EXERCISE DIRECTIONS:
Every entry must be copied word for word.
▼
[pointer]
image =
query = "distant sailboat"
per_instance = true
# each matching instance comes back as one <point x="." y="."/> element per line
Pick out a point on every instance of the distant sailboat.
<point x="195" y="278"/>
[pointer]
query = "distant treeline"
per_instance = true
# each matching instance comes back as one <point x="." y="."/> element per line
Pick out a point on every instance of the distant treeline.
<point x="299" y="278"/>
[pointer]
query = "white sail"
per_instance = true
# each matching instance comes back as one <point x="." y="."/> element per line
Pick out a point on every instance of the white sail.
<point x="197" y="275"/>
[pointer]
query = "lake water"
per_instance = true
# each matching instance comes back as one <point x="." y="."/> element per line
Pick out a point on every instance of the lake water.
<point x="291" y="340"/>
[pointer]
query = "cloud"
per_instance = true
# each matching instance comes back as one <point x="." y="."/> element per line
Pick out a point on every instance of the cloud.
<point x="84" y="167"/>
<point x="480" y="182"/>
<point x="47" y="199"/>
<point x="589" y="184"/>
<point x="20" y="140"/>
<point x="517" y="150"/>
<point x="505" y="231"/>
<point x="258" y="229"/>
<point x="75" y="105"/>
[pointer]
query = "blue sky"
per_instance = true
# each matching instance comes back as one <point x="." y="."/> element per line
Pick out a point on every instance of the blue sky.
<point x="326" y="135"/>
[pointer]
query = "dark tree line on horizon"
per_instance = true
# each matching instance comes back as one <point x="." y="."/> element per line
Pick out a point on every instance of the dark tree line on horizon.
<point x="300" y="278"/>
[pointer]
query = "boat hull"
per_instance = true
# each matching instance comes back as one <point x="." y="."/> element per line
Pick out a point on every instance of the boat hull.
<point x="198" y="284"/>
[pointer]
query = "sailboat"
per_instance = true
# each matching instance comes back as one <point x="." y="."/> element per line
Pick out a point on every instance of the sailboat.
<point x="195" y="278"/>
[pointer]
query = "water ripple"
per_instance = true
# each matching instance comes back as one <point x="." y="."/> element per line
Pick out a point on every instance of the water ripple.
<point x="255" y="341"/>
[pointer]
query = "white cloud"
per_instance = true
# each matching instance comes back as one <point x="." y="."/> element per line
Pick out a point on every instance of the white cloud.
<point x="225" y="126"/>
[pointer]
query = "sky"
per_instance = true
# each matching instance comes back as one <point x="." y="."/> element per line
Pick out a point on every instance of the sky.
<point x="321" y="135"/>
▲
WRITTEN SOLUTION:
[pointer]
image =
query = "distant sailboat"
per_instance = true
# each matching instance comes back as one <point x="." y="."/> element per line
Pick out a point on every instance of the distant sailboat.
<point x="195" y="278"/>
[pointer]
query = "distant treeline"
per_instance = true
# each matching instance comes back as one <point x="." y="."/> element per line
Pick out a point on every instance of the distant treeline.
<point x="299" y="278"/>
[pointer]
query = "white sail"
per_instance = true
# each matching instance comes back as one <point x="." y="."/> element per line
Pick out a point on every instance of the white sail.
<point x="197" y="275"/>
[pointer]
query = "lake water"
per_instance = true
# each matching instance comes back as one <point x="." y="."/> element per line
Pick out a point on every instance of the lake water.
<point x="291" y="340"/>
[pointer]
query = "cloud"
per_instance = true
# each matching instance comes back as one <point x="." y="."/> element per line
Pick out a point on every instance of the cloud.
<point x="84" y="167"/>
<point x="480" y="182"/>
<point x="47" y="199"/>
<point x="589" y="184"/>
<point x="20" y="140"/>
<point x="517" y="150"/>
<point x="505" y="231"/>
<point x="258" y="229"/>
<point x="75" y="105"/>
[pointer]
query = "blue sky"
per_instance = true
# each matching instance comes back as one <point x="." y="."/> element per line
Pick out a point on every instance of the blue sky.
<point x="326" y="135"/>
[pointer]
query = "dark tree line on horizon"
per_instance = true
# each matching instance comes back as one <point x="." y="."/> element per line
Pick out a point on every instance of the dark tree line on horizon.
<point x="300" y="278"/>
[pointer]
query = "boat hull"
per_instance = true
# each matching instance comes back as one <point x="." y="."/> element per line
Pick out a point on every instance of the boat hull.
<point x="198" y="284"/>
[pointer]
query = "sailboat"
per_instance = true
# each matching instance comes back as one <point x="." y="."/> element per line
Pick out a point on every instance of the sailboat.
<point x="195" y="278"/>
[pointer]
query = "water ripple"
per_instance = true
# each matching instance comes back as one <point x="." y="."/> element per line
Pick out a point on every instance of the water ripple.
<point x="255" y="341"/>
[pointer]
query = "white cloud"
per_instance = true
# each matching instance comes back as one <point x="." y="."/> element per line
Pick out a point on every instance of the white cloud.
<point x="225" y="126"/>
[pointer]
query = "sky"
per_instance = true
# each matching instance comes back as one <point x="." y="."/> element per line
Pick out a point on every instance of the sky.
<point x="321" y="135"/>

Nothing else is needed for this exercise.